[PROVIDED PASSAGE]
================

Ethical Hacking - Salaries and trend.
A survey done by the International Data Corp (IDC) says that the worldwide demand for information security professionals stands at 60,000 and companies such as Wipro, Infosys, IBM, Airtel and Reliance are always looking for good ethical hackers.
In the United Kingdom, the following trends have been seen for demand and salaries of ethical hackers.
The above chart provides the 3-month moving total beginning in 2004 of permanent IT jobs citing Ethical Hacking within the UK as a proportion of the total demand within the Processes & Methodologies category .
The above chart provides the 3-month moving average for salaries beginning in 2004 of permanent IT jobs citing Ethical Hacking within the UK .
The average salary for an ethical hacker in the United Kingdom is approximately 56,000 pounds which is approximately CAN$102,000.
Although there are benefits to teaching and employing ethical hacking techniques, there are problems that lead some to question the practice. It is feared that schools may be teaching dangerous skills to students that are unable to make correct decisions on how to use them.
Marcus J. Ranum, a computer security professional has openly objected to the term ethical hacker, saying "There's no such thing as an 'ethical hacker' - that's like saying 'ethical rapist' - it's a contradiction in terms" . A significant part of the controversy surrounding ethical hacking arises from the older definition of hacker and its association with the idea of a computer criminal. However, some organizations do not seem to mind the association and have had a significant increase in careers where CEH and other ethical hacking certifications are preferred or required.
One of the concerns about teaching ethical hacking is that the wrong people may be taught very dangerous skills. Hacking skills were traditionally acquired by many hours of practice or intense tutoring from another hacker. University programs and commercial training classes are now offering a new way for aspiring hackers to learn how to penetrate systems. Teaching students how to attack systems without providing ethical training may be teaching criminals and terrorists how to pursue their illegal activities. Some individuals have compared teaching ethical hacking to undergraduate students to handing them a loaded gun .

================

[SUPPLIED INFORMATION]
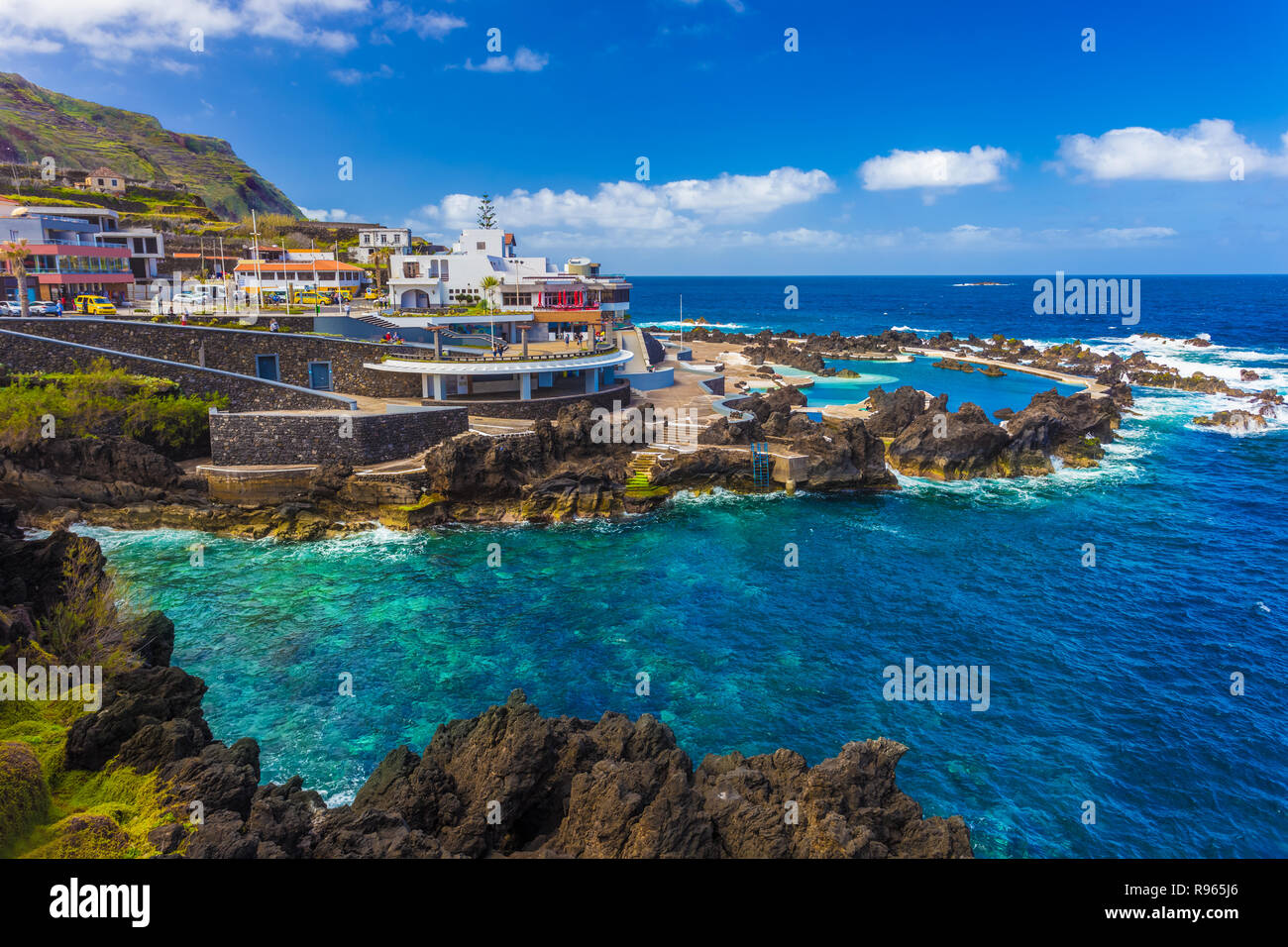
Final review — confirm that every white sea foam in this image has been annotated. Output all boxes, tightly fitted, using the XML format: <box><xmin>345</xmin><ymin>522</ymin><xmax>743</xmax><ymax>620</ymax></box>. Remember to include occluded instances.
<box><xmin>649</xmin><ymin>317</ymin><xmax>752</xmax><ymax>330</ymax></box>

================

[TASKS TO COMPLETE]
a - In the ethical hacking passage, condense the paragraph beginning "One of the concerns about teaching ethical hacking" into a short bulleted list that keeps its main facts.
b - Pick up the ethical hacking passage after its final sentence and continue it for another paragraph.

[EXERCISE RESULTS]
a -
- A key concern is that dangerous skills may be taught to the wrong people.
- Hacking skills were traditionally gained through many hours of practice or intense tutoring from another hacker.
- University programs and commercial training classes now offer a new way to learn how to penetrate systems.
- Teaching attack methods without ethical training may help criminals and terrorists pursue illegal activities.
- Some have compared teaching ethical hacking to undergraduates to handing them a loaded gun.

b -
Adding ethical hacking to a curriculum raises a variety of legal issues where schools and faculty members may be held responsible for the actions of their students. The use of many hacking tools outside of an isolated test network may be illegal. By allowing unmonitored hacking sessions, the school or faculty member may be allowing a breach of the law or violation of software licensing agreements. In a case of The United States versus Morris, a judge determined that the Computer Fraud and Misuse Act (18 USC 1030) applies to educational institutions and that an individual is liable for the accidental release of malware. The schools that facilitated the creation of malware would be liable for damages from malware released from their labs .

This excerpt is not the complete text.